Records to use:
——
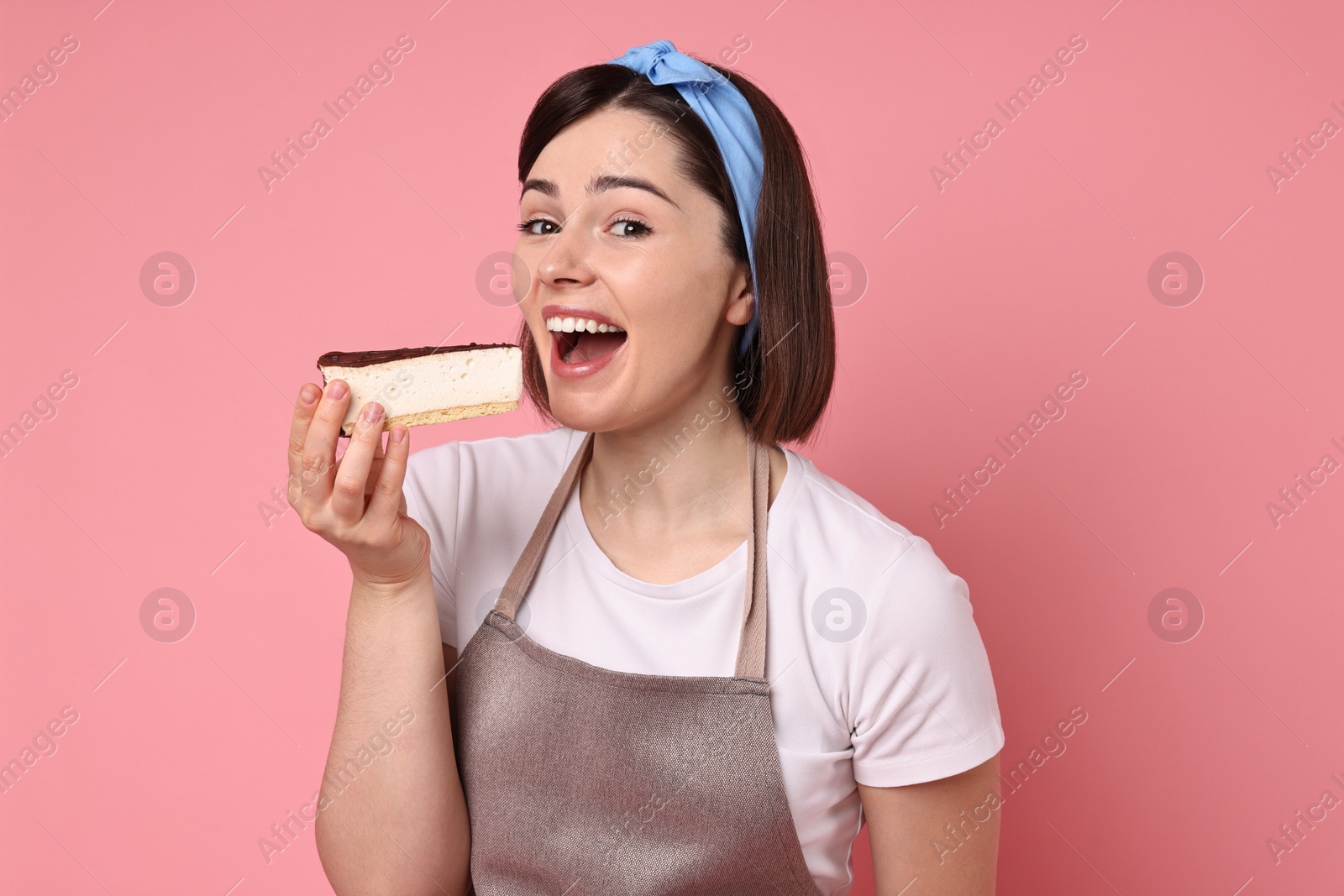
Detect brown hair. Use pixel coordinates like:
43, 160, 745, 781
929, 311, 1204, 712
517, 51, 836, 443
——
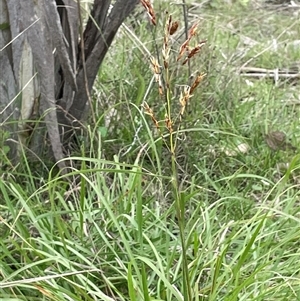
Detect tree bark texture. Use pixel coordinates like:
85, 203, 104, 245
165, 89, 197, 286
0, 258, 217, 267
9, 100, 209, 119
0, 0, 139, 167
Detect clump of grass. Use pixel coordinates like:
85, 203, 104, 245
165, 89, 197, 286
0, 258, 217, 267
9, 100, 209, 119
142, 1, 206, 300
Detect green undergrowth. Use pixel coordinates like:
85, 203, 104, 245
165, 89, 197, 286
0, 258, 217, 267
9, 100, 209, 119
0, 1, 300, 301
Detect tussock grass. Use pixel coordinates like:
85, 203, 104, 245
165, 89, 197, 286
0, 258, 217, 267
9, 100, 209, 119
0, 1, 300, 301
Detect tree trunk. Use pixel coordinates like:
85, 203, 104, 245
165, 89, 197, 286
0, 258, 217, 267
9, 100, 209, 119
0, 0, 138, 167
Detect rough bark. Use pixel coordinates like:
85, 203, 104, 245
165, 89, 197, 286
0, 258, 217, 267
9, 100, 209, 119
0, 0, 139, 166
——
Transcribe, without alteration, the stretch of the records from the line containing "Detect brown hair." through the line containing "517, 51, 836, 443".

Task solution:
Detect brown hair. Use pixel coordinates like:
43, 160, 745, 781
929, 311, 1204, 712
517, 51, 836, 443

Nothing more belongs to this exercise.